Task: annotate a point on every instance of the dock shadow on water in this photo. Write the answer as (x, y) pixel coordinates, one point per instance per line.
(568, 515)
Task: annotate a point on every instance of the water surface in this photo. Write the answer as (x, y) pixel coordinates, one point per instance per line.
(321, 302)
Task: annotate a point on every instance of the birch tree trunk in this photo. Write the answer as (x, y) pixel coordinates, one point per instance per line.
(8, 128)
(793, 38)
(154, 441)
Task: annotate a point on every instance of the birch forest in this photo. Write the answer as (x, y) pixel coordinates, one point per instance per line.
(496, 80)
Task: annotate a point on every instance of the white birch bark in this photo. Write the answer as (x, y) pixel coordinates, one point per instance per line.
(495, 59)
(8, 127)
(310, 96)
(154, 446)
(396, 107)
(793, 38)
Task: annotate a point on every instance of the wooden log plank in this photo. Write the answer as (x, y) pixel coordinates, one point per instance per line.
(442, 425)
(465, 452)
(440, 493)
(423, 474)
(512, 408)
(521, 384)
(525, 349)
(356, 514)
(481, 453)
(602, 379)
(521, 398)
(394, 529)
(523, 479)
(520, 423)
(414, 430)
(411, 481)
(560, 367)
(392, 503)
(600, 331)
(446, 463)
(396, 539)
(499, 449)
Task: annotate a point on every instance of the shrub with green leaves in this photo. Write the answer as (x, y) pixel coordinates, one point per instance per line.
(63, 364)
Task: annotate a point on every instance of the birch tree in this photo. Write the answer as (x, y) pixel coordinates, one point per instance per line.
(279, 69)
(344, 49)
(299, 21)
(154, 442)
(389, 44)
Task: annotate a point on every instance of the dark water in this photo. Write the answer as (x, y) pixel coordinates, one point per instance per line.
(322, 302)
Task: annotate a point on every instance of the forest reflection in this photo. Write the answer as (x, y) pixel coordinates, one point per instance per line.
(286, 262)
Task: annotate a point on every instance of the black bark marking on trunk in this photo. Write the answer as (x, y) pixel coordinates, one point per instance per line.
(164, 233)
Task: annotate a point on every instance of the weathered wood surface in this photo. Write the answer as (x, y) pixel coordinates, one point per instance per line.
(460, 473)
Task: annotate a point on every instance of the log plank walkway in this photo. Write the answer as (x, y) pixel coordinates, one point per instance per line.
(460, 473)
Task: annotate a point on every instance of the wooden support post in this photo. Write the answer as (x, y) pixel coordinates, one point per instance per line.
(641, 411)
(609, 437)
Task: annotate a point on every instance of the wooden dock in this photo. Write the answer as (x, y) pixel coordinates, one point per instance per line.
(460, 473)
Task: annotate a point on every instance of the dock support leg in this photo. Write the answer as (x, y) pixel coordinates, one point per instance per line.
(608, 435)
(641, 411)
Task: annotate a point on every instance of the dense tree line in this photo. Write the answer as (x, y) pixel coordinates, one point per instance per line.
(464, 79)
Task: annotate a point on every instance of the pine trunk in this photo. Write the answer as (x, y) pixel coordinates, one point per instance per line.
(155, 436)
::::::::
• Task details: Print all of the material above again, line for line, without changing anything.

• Solution:
Task: annotate a point on every instance of the dock shadow on water in this photo. Write the answer as (x, y) pixel coordinates, one point per instance per line.
(568, 515)
Task: annotate a point on every instance of the water surface in this photo. Write the answer as (x, y) pixel coordinates, one point per instance per line.
(321, 302)
Task: annotate a point on every instance of the birch tree trunk in this photo. Write the answer as (x, y) pixel coordinates, one point per instance per line.
(8, 128)
(793, 38)
(154, 441)
Task: annotate a point on every instance of the birch forest in this photo. Write the answer as (x, y) pixel coordinates, one point per instance per line.
(496, 80)
Task: annotate a point on every instance of the white birch bark in this photo. Write the answer as (x, y) pixel coordinates, one point per instance per line.
(495, 59)
(8, 127)
(310, 96)
(154, 446)
(396, 107)
(793, 38)
Task: annotate a point on every instance of the wooden log plank in this photo. Write the answer as (x, y) pixel coordinates, one point per instance per line.
(442, 425)
(465, 452)
(440, 493)
(423, 474)
(512, 408)
(521, 384)
(525, 349)
(356, 514)
(481, 453)
(602, 379)
(521, 398)
(394, 529)
(523, 479)
(520, 423)
(414, 430)
(411, 481)
(560, 367)
(392, 503)
(600, 331)
(446, 463)
(396, 539)
(499, 449)
Task: annotate a point on every instance of the shrub with green leaves in this photo. Write the answer as (x, y) pixel coordinates, one point per instance per line.
(63, 364)
Task: annotate a point on every instance of the birch tree in this photo. Write the answer as (x, y) pixel coordinates, one point per instance per line.
(279, 69)
(344, 49)
(299, 21)
(154, 442)
(389, 44)
Task: annotate a point on every instance of the dark water in this photo. Write the answer as (x, y) pixel coordinates, one point per instance per line.
(322, 302)
Task: annotate a point on every instance of the forest reflection in this photo. Write the answer as (x, y) pixel coordinates, one point per instance per line.
(286, 262)
Task: annotate a point on every instance of the black bark marking on trunk in this photo. Write the answer as (x, y) pixel coordinates, one point per instance per line.
(164, 233)
Task: annotate a point on every instance of the weathered wood surface in this photo. Write the answer as (x, y) pixel coordinates, one point per instance per line.
(460, 473)
Task: annotate a point on every instance of the log plank walkway in this photo. Write the answer as (x, y) pixel coordinates, one point per instance per line.
(460, 473)
Task: annotate a point on every instance of the wooden support post in this photo. Write the answer as (x, y) pixel coordinates, one point per instance per line.
(641, 411)
(609, 437)
Task: annotate a point on every instance of the wooden dock in this photo. Write the answer as (x, y) pixel coordinates, one point per instance per line.
(460, 473)
Task: annotate a point on every instance of the dock support leg in this photo. Write the answer as (x, y) pixel coordinates, one point per instance per line.
(608, 435)
(641, 411)
Task: annotate a point on every instance of the dense tree line in this photo. Write the answer as (x, y) pixel coordinates, one point per instance per line.
(464, 79)
Task: annotate a point on every instance of the pine trunk in this photo. Write the answer as (x, y) pixel coordinates, one point per instance per line.
(155, 436)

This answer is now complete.